__Work instructions__. Take the line that contains "Target: arched stained glass transom" in the data below and each line after it, through the last, and repeat them unchanged.

Records drawn from a dataset

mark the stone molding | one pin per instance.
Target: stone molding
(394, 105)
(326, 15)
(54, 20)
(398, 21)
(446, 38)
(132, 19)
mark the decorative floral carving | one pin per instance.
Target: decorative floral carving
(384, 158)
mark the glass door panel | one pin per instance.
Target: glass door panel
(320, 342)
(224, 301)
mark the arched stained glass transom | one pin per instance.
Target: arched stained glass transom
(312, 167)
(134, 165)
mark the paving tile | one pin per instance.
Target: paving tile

__Result of this exercise__.
Target: arched stained glass transom
(312, 167)
(134, 165)
mark the paving tile | one pin per instance.
Target: paving tile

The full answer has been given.